What you need to do »
Report each line of the material below that contains the word "bare", copying every such line in full.
**** Record list
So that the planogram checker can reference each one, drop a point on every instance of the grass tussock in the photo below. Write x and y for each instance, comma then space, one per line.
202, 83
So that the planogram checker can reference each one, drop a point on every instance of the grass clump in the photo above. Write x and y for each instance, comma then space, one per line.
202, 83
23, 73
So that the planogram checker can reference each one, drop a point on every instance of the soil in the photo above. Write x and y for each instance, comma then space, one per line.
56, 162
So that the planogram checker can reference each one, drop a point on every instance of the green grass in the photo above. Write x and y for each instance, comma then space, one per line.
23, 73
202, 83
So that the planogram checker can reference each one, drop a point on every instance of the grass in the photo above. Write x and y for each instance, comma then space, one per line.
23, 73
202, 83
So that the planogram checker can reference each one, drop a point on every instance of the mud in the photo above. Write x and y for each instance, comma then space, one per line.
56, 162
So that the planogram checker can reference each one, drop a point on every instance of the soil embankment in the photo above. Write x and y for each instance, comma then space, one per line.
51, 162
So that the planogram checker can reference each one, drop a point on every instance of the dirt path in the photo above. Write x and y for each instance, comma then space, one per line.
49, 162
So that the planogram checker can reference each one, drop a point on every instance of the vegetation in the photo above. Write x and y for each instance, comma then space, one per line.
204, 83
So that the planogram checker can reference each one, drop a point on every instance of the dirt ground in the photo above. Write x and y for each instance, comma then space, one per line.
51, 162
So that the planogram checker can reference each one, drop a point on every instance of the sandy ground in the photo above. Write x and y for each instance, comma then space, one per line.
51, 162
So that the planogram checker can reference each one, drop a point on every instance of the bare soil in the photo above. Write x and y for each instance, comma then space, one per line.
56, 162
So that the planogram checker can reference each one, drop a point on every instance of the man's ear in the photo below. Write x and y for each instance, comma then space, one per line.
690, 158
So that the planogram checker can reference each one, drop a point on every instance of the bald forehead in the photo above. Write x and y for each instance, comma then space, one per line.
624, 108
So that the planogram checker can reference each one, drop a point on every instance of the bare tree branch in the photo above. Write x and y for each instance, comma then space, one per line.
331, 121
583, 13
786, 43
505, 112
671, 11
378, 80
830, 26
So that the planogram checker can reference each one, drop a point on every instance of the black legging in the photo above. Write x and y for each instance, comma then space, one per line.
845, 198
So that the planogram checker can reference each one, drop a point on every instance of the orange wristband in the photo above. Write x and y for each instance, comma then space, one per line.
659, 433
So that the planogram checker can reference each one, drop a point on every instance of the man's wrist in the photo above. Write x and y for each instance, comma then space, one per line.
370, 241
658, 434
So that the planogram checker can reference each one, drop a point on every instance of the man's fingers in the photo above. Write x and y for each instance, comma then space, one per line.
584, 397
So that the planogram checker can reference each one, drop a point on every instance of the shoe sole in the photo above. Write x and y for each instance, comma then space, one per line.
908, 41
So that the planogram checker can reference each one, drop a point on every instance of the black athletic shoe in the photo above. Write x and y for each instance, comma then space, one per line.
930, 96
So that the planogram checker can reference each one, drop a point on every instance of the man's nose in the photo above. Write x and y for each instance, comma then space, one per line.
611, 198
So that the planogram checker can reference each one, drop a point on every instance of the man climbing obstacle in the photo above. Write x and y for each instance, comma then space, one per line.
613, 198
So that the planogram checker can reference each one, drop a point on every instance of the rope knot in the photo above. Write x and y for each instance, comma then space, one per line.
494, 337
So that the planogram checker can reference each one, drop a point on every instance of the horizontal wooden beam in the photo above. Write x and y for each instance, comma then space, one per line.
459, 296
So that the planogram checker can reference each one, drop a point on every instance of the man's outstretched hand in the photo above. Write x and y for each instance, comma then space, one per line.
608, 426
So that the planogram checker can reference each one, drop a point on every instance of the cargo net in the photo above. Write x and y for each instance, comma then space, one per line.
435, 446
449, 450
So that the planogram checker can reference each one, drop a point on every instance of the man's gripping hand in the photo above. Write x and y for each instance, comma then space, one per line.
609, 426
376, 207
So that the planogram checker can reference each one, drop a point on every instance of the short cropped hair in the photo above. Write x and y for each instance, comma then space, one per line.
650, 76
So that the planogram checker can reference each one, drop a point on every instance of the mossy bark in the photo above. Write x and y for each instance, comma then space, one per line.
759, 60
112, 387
********
**** Record list
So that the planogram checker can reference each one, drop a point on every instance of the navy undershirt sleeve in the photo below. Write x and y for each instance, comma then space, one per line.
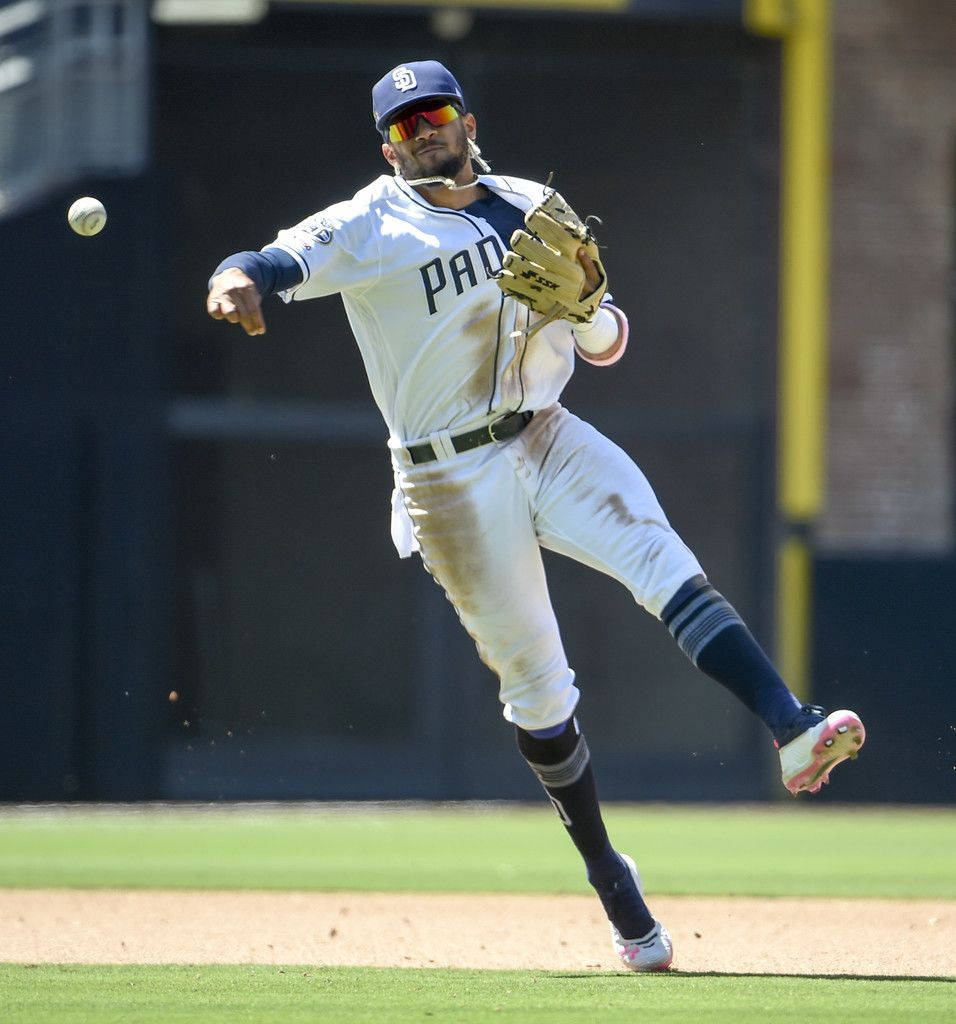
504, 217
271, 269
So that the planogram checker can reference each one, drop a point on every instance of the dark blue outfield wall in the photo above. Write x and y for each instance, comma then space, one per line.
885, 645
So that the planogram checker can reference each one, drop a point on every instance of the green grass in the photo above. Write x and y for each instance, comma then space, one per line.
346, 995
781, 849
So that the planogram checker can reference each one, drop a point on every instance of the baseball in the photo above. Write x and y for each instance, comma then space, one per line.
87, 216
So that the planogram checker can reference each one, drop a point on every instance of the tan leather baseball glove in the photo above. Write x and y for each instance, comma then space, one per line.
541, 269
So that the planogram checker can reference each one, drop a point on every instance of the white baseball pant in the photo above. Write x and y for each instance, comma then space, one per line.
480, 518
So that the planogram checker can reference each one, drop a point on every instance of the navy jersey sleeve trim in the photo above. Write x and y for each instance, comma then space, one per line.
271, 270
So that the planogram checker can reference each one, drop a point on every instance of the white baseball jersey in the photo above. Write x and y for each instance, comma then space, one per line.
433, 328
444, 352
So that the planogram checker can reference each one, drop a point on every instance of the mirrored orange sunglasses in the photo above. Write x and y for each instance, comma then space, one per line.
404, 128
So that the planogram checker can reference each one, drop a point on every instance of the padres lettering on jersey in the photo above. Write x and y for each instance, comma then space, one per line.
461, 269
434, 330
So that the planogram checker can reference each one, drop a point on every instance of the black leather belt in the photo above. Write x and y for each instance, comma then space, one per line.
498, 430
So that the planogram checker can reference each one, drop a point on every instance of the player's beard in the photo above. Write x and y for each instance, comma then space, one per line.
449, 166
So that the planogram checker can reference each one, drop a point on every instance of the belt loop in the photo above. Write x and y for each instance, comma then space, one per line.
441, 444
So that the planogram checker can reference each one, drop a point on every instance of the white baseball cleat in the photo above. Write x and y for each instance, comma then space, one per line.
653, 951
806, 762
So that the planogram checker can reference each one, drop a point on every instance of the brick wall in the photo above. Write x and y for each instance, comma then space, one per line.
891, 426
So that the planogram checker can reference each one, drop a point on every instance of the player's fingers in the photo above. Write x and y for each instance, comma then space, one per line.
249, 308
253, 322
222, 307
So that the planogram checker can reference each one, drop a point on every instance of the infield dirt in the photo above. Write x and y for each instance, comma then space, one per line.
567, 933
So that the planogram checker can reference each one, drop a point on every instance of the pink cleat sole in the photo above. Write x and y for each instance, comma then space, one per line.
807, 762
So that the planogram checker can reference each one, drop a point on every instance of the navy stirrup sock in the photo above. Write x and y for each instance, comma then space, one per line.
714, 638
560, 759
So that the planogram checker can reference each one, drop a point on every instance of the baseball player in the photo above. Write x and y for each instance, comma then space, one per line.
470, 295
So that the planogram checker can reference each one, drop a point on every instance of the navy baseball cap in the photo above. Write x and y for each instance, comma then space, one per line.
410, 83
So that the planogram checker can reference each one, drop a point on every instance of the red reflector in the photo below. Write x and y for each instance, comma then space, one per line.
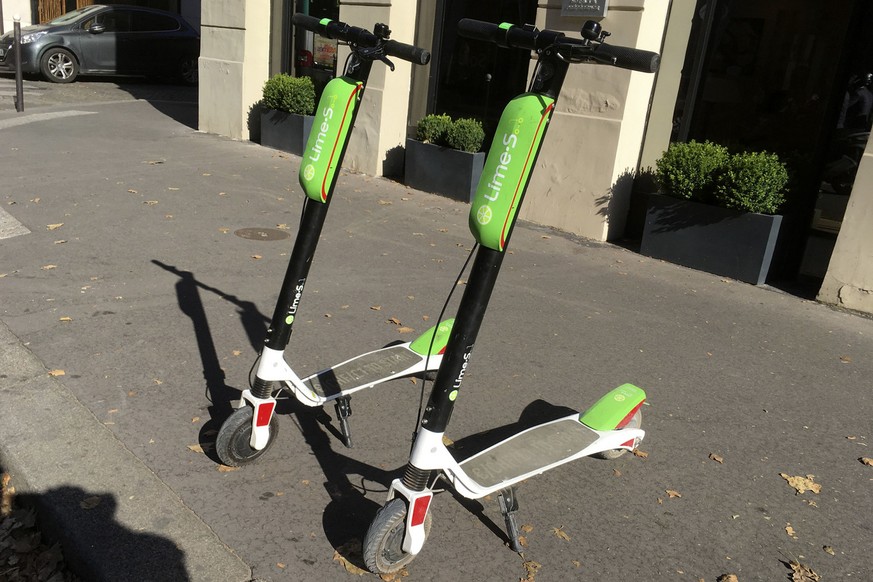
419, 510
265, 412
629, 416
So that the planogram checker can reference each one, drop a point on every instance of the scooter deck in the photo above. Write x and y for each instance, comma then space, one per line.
********
Result of the exercise »
So that the planogram checker can reference each one, drop a point on every instance of the bare soil in the photo above. Write x and y for each instance, comma then space, one per line.
So that the planogram checker can reference each one, drop a point on every instance of the bare tree branch in the photo above. Write x and y for each instance, comma then space, one per line.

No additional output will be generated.